◆ **To do**
Rewrite every line of the entries from the one containing "around the asphalt" through the last, shifting each bounding box coordinate in the answers by adding 122. Keep all other lines as they are, including the sample JSON line.

++++ Exercise input ++++

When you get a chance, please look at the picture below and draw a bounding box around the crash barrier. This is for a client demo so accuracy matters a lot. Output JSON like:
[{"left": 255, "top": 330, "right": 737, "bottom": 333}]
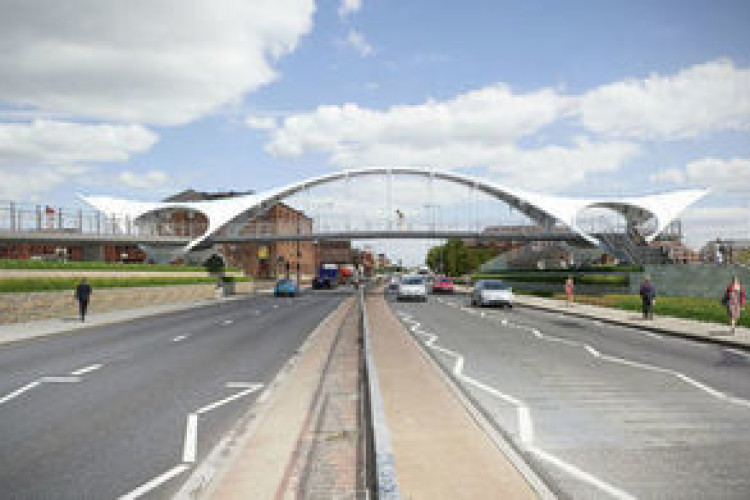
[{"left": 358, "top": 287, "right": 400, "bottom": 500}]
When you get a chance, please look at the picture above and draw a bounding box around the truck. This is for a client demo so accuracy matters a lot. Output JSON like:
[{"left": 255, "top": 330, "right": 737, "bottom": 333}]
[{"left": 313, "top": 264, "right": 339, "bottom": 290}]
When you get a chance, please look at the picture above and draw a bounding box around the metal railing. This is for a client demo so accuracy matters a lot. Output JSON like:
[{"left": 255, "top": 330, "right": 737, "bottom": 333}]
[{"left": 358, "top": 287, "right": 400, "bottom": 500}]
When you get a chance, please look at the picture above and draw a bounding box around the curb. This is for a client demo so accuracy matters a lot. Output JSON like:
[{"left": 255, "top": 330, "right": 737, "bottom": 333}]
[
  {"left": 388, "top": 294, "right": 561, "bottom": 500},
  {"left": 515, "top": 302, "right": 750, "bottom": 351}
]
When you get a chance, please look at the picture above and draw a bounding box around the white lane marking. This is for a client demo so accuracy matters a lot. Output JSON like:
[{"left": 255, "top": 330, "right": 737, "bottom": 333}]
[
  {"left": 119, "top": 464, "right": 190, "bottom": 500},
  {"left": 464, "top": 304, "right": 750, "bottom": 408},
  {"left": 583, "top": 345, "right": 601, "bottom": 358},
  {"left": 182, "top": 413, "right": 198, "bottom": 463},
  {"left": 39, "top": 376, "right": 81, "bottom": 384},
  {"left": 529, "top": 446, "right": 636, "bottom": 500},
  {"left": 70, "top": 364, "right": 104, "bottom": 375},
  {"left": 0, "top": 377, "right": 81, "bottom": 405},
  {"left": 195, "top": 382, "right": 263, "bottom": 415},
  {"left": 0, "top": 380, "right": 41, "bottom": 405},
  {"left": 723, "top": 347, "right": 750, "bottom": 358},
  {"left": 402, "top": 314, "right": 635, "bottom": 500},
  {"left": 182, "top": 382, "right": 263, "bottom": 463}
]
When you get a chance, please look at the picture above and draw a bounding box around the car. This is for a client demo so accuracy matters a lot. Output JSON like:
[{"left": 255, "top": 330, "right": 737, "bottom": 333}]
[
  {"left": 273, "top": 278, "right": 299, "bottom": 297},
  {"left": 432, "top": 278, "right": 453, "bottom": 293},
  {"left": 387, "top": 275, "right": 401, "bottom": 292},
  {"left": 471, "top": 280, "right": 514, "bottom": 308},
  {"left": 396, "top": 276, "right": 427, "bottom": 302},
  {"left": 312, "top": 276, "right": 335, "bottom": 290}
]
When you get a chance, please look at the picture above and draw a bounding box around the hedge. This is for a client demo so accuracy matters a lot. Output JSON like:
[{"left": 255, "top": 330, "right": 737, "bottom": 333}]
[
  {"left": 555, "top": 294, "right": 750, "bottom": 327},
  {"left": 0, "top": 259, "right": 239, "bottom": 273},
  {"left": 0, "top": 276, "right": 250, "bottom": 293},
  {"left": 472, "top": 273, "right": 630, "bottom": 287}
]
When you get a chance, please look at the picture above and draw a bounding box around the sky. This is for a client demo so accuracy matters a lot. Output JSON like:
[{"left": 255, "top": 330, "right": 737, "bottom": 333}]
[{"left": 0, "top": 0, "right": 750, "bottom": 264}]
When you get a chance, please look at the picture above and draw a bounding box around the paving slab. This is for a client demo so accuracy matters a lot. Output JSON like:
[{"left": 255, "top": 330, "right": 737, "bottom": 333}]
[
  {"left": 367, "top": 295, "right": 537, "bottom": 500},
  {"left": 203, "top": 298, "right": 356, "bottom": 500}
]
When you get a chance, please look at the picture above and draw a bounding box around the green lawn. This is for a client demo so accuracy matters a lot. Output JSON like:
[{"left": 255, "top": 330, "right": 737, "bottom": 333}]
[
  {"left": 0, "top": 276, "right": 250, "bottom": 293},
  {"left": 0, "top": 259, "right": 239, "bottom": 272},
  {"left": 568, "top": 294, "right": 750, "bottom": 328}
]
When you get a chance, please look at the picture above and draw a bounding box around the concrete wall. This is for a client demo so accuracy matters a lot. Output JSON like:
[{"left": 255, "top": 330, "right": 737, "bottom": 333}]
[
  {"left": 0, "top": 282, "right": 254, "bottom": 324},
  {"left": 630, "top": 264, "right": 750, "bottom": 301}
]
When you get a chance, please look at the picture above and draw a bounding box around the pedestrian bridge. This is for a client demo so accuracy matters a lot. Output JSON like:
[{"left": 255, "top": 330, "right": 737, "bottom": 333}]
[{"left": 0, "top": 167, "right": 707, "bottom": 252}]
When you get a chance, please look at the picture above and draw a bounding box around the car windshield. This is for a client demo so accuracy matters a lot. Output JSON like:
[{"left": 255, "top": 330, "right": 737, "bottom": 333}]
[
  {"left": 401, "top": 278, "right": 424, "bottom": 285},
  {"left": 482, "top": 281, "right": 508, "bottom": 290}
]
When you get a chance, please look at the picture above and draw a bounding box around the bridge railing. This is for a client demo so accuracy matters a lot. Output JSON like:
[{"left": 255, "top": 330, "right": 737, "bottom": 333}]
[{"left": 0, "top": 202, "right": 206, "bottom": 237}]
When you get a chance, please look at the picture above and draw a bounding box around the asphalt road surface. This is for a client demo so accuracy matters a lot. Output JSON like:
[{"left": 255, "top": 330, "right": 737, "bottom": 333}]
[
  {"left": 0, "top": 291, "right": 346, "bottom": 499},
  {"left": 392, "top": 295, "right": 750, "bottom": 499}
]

++++

◆ **Full solution**
When you get a chance, please look at the picture above and draw a bounding box around the asphalt road surface. This is for a client demo so accuracy matters a lot. Output JSON like:
[{"left": 255, "top": 330, "right": 737, "bottom": 333}]
[
  {"left": 122, "top": 413, "right": 468, "bottom": 621},
  {"left": 514, "top": 417, "right": 872, "bottom": 621}
]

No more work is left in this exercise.